** Opening Data supplied block **

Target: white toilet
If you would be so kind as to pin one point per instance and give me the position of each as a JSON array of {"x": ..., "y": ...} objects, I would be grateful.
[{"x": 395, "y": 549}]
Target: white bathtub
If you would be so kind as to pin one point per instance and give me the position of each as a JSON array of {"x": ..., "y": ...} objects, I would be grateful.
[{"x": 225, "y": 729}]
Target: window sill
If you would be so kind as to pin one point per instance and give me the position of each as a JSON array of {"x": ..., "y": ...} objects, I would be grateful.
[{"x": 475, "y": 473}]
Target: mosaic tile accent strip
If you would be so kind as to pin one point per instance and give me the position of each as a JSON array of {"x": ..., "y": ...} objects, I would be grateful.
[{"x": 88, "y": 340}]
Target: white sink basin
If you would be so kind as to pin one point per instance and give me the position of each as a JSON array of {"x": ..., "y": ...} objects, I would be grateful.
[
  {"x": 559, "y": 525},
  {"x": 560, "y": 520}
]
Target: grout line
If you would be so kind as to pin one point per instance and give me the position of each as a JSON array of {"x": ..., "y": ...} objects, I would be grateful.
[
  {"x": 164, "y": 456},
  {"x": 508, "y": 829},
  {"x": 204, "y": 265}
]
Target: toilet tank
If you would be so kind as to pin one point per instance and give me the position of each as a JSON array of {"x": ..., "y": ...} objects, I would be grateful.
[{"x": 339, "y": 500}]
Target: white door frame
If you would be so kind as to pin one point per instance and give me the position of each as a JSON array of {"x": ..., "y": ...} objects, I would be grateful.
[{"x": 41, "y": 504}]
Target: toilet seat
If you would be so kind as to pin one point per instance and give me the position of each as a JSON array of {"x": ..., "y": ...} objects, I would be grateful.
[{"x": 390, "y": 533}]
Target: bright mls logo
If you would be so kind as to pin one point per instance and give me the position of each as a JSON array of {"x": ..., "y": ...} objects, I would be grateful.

** Closing Data supplied block **

Report the number of lines in the records above that include "Target", leaving out any other words.

10